> **Aim**
Leave out any pictures and transcribe all other data below exactly.
==========
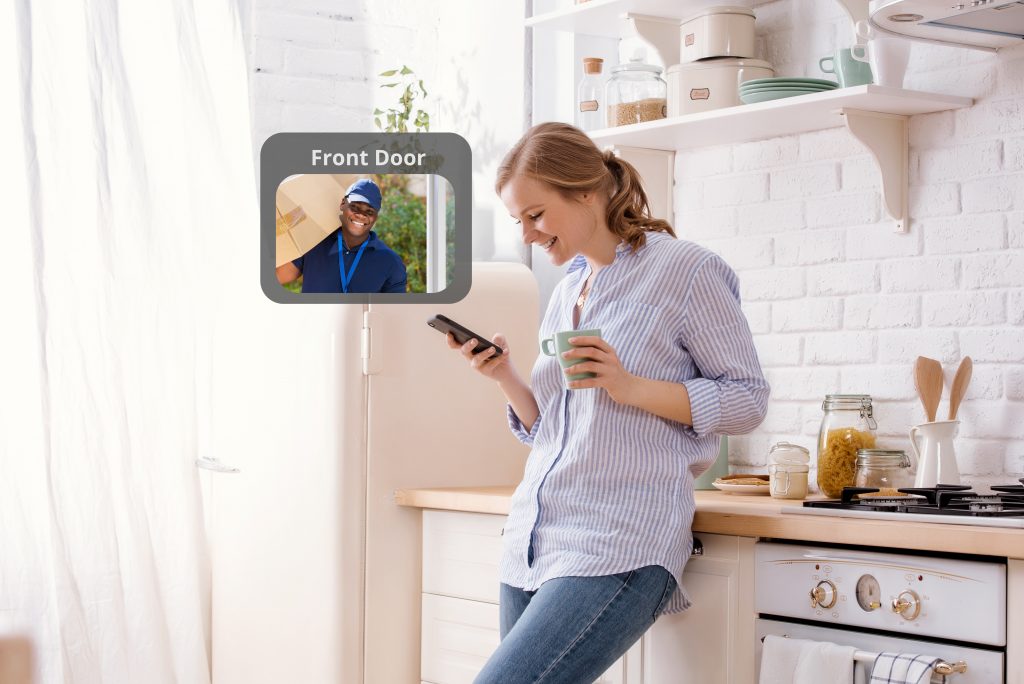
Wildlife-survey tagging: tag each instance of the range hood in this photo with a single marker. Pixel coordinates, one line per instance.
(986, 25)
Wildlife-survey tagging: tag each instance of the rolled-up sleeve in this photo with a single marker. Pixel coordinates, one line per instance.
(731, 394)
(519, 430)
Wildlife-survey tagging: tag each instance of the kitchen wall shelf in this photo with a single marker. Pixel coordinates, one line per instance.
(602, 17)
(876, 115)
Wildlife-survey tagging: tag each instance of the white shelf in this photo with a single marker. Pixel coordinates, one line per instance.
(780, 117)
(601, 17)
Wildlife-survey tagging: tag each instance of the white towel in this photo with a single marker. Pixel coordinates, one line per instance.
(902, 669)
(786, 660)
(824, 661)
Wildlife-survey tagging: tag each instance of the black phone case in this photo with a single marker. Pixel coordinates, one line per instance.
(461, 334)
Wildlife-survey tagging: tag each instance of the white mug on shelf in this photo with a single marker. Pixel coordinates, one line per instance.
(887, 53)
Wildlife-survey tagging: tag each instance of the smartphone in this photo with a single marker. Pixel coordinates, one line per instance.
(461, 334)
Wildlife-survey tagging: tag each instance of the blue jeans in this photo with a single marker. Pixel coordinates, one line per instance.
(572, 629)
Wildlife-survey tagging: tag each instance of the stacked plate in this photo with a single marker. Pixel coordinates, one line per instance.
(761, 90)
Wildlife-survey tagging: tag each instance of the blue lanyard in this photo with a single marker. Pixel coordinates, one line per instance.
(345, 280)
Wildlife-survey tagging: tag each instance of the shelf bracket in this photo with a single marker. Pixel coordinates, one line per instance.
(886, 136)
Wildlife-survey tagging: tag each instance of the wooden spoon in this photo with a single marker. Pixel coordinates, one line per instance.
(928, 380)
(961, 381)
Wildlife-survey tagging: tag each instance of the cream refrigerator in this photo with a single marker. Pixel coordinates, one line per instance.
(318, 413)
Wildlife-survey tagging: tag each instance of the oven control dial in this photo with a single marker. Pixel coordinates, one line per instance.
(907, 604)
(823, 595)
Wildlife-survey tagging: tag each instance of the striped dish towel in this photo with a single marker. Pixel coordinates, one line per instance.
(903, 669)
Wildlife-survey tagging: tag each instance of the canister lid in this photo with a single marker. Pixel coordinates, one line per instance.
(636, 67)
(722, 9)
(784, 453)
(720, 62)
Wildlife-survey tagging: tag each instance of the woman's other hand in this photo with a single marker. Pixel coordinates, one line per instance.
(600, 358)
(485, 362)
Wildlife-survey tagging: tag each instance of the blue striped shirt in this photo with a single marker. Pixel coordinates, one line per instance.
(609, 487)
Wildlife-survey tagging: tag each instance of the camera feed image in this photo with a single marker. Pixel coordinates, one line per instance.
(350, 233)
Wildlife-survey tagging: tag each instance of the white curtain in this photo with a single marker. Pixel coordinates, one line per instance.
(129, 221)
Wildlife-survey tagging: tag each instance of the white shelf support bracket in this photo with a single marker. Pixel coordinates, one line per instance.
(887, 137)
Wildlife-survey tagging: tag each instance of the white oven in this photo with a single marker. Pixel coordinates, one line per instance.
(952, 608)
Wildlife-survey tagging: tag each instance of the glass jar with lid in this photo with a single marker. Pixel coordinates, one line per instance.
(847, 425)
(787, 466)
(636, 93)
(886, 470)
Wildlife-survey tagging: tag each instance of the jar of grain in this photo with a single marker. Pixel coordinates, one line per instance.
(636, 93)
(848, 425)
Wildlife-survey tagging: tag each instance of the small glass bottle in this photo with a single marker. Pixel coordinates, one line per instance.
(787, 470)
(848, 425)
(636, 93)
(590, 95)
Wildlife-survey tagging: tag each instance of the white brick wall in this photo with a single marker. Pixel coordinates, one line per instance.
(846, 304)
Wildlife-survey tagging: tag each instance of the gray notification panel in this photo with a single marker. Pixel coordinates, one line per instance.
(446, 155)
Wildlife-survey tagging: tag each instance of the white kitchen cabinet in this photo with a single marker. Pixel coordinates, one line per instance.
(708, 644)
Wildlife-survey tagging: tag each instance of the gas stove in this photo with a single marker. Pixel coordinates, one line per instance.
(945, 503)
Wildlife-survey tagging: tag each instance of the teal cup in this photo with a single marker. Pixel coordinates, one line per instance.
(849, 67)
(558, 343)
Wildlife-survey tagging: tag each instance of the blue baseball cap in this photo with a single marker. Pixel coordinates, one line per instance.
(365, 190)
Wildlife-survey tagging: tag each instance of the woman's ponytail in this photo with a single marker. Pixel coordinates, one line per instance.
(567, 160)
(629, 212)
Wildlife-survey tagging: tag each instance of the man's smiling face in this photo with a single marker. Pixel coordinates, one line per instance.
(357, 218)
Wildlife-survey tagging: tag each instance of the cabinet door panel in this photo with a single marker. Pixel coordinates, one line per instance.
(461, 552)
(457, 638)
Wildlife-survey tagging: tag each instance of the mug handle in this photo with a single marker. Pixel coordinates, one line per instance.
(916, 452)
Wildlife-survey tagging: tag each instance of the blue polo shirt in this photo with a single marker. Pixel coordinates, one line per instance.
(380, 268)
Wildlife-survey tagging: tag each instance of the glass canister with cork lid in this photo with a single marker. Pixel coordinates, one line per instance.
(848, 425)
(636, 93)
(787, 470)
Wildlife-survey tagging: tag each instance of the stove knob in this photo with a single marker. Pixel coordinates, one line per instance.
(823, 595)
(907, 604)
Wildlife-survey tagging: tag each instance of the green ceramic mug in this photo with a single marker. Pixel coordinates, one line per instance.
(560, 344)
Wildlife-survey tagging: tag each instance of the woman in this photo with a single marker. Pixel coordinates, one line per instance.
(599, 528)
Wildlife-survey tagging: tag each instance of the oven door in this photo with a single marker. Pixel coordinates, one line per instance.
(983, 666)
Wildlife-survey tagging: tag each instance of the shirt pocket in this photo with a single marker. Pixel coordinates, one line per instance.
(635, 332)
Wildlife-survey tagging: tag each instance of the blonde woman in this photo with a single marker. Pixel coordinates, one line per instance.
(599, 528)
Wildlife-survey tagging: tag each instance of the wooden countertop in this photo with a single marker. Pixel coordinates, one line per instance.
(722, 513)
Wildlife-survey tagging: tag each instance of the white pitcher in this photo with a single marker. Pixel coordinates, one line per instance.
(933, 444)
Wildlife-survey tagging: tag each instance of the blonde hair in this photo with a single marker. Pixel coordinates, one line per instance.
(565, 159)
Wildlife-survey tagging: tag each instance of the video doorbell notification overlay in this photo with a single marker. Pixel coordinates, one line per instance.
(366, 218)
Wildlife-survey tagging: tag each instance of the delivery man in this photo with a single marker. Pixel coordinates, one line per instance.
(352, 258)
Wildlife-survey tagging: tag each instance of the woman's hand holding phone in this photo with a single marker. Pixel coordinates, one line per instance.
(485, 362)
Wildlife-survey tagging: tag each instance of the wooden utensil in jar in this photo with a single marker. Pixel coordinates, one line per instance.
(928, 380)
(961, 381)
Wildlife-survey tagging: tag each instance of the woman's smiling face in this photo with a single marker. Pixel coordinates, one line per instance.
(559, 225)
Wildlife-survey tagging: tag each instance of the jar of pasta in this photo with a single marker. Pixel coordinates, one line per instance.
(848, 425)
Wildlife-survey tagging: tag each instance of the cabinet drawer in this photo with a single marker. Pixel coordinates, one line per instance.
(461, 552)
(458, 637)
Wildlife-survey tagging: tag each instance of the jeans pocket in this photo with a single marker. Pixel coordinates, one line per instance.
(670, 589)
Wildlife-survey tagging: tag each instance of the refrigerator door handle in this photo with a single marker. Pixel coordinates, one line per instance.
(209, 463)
==========
> **Reply to the exercise**
Wildlife-survey tagging: tag each instance of the range hood in this photo with a single marker. Pixel coordinates, one line per instance.
(986, 25)
Wildlife-survey tagging: tag each instance of the rolled-up sleeve in this photo with a single marker. Pixel coordinates, one line per instance.
(731, 394)
(519, 430)
Wildlife-survey tagging: tag each instance of the kitchen wall shelf in this photo with a single marker. Pixel coordinates, one line per instance.
(602, 17)
(876, 115)
Wildlife-survey tagging: tag each instance of the white shelf in this photo with a single marker. Pixel coordinates, one line per instance.
(780, 117)
(601, 17)
Wildlife-survey tagging: tag each instance of the white towel in this photo with a single marker. Pixel coordinates, one line per instance.
(902, 669)
(786, 660)
(824, 661)
Wildlife-survey tagging: tag each instance of the black phone case in this photo with a single marker. Pixel coordinates, one line per instance.
(461, 334)
Wildlife-survey tagging: tag each instance of the white mug on shelf in this photo with a single marker. Pixel coordinates, one line per instance.
(887, 53)
Wildlife-survey tagging: tag each instance of the smartphone in this photo with a single marker. Pixel coordinates, one line per instance.
(461, 334)
Wildlife-survey tagging: tag each instance of the blue jeans in this photo with a single marker. Pixel coordinates, one line per instance.
(572, 629)
Wildlife-survey tagging: tag each instance of the stacked plate in this photo with a single marker. Pixel coordinates, one line per instance.
(761, 90)
Wildlife-survey tagging: tag each instance of the blue lanyard in this photo with a single marker. Pixel coordinates, one line per instance.
(345, 280)
Wildlife-survey tagging: tag each instance of the shelf bracket in this photo with a single marker. Pixel coordinates, one line per instance.
(886, 136)
Wildlife-survey tagging: tag each instance of the wooden spoon in this photo with a single marker. Pixel coordinates, one line per instance.
(928, 380)
(961, 381)
Wildlife-survey tagging: tag each instance of the cream refrigerator in this photo with a single marker. Pixel coordinates, one line per instance.
(318, 413)
Wildlife-survey tagging: tag each instance of the oven control dial in this photo with a single marker. Pixel coordinates, one line per instance.
(907, 604)
(823, 595)
Wildlife-survey tagging: tag each instance of the striped dish towel in this photo with a single marker. Pixel coordinates, one line per instance.
(903, 669)
Wildlife-survey tagging: tag each instance of the canister lid in this photo with a single marker. Pixel coordinates, one line per instance.
(636, 67)
(722, 9)
(784, 453)
(720, 62)
Wildlife-survey tagging: tag each instance of the woman's other hand in this photo with a single marker. Pixel coordinates, one line per instance.
(600, 358)
(485, 362)
Wildlife-survey tagging: tag each instance of the blue striped shirt in this photo with a single marker. Pixel coordinates, one line per instance.
(609, 487)
Wildlife-survey tagging: tag each instance of the camera feed image in this photo with a single marker. Pixel coordinates, one line per instance.
(350, 233)
Wildlife-survey tagging: tag each instance of the white curtain in this photo with a single marker. Pixel coordinates, one line per instance.
(129, 221)
Wildlife-survey tagging: tag each instance of the white shelf support bracket in this photo with a single marker. Pixel coordinates, one line per instance.
(887, 137)
Wildlife-survey tagging: tag each instance of the white oven in this photo with a single marker. Pixel coordinates, one line per instance.
(952, 608)
Wildlife-survey tagging: tag each instance of the glass jar with lid in this photo with a single marker. Pixel coordinates, one line per instance.
(847, 425)
(787, 466)
(636, 93)
(886, 470)
Wildlife-survey tagging: tag each instance of the jar of grain in this photo with a single marker. Pixel coordinates, one line per instance.
(636, 93)
(848, 425)
Wildlife-survey tagging: tag each instance of the small glass bottle in this photo with a single marker. Pixel coordinates, one line per instance.
(787, 470)
(848, 425)
(636, 93)
(590, 95)
Wildlife-survey tagging: tag each instance of the white brick wall in this photo with a single marker. Pixel coordinates, one line per instance.
(846, 304)
Wildlife-survey tagging: tag each instance of the gray notification panel in this photo with a single marker. Pixel coordinates, one line per instance.
(446, 155)
Wildlife-survey tagging: tag each instance of the white kitchen cabinet in this photo with a single marker. Pixel coordinates, one line per instance.
(708, 644)
Wildlife-survey tagging: tag each instance of the gas stove in this photo with a single marker. Pixel coordinates, one line per instance.
(945, 503)
Wildlife-survey tagging: tag each instance of the teal cup in this photo with a single marker. Pixel coordinates, one line per instance.
(849, 67)
(558, 343)
Wildlife-survey tagging: tag each instance of the blue baseball cap in this photo with a single marker. Pixel coordinates, one line per instance.
(365, 190)
Wildlife-survey tagging: tag each instance of the woman's ponytail in this photo with a single marker. Pixel coordinates, one line per instance.
(567, 160)
(629, 212)
Wildlife-survey tagging: tag each instance of the man's smiling face in this photo with a single marker. Pixel coordinates, one line per instance.
(357, 218)
Wildlife-survey tagging: tag each instance of the cabinet door panel in this photo with a single marker. Pixel coordinates, one line per instance.
(461, 552)
(457, 638)
Wildlife-survey tagging: tag each instance of the mug handle in this photo with a single marker. Pixel coordinates, one line per instance.
(916, 452)
Wildlife-survey tagging: tag each instance of the blue polo shirt in this photo with a single marker. Pixel coordinates, one line per instance.
(380, 268)
Wildlife-survey tagging: tag each instance of the glass canister with cork lid in this photo with a single marker. Pixel coordinates, one line per instance.
(848, 425)
(636, 93)
(787, 470)
Wildlife-survey tagging: tag each instance of the stove knob in this photo with a single marker. Pixel coordinates, one line per instance.
(823, 595)
(907, 604)
Wildlife-survey tagging: tag each instance of the green ceramic mug in this photo with a single marker. Pixel coordinates, one line per instance.
(560, 344)
Wildlife-survey tagging: tag each instance of the woman in this photo with a single marker. Pixel coordinates, one line per instance.
(599, 528)
Wildlife-survey tagging: tag each instance of the oven door in this photo with a single marker. Pixel coordinates, one line per instance.
(983, 666)
Wildlife-survey tagging: tag each instance of the shirt pocket in this photo with a single marker. Pixel coordinates, one line per instance.
(635, 332)
Wildlife-survey tagging: tag each instance of the blonde woman in this photo with a single marker. Pixel coordinates, one line per instance.
(599, 528)
Wildlife-survey tagging: tag each instance of the wooden countertop in this photo with a single marker. Pixel coordinates, one line per instance.
(722, 513)
Wildlife-survey tagging: tag each instance of the white pitcher in this photo with a single marker. Pixel coordinates, one line per instance.
(933, 444)
Wildlife-survey tagging: tag each instance of the blonde hair in this photo with a single marker. Pixel coordinates, one line per instance.
(565, 159)
Wildlife-survey tagging: tag each instance of the video doorbell notification overlay in this photo with a single marker. Pixel coordinates, one line per instance.
(366, 218)
Wildlife-survey tagging: tag each instance of the delivery man in this photo with a single marker. Pixel coordinates, one line per instance.
(352, 258)
Wildlife-survey tagging: tag each instance of the woman's hand holding phone in this photo with a single marker. Pixel coordinates, one line per instance.
(485, 362)
Wildlife-survey tagging: tag each instance of the wooden utensil in jar in this photo with a single marker. Pixel coordinates, one line per instance.
(928, 380)
(961, 381)
Wildlife-survey tagging: tag each instance of the woman's smiling face in this photo with a single marker. Pixel coordinates, one line per instance.
(559, 225)
Wildlife-survey tagging: tag each instance of the jar of pasta in this photo with a single marker. Pixel coordinates, one line per instance.
(848, 425)
Wildlife-survey tagging: tag each instance of the cabinet drawer in this photo with a single marker. Pixel coordinates, one line per instance.
(461, 552)
(458, 637)
Wildlife-survey tagging: tag each instance of the jeans pocket in this photo with a single marker. Pixel coordinates, one line per instance.
(670, 589)
Wildlife-survey tagging: tag each instance of the refrigerator door handle in this photo with a single marker. Pixel coordinates, one line per instance.
(209, 463)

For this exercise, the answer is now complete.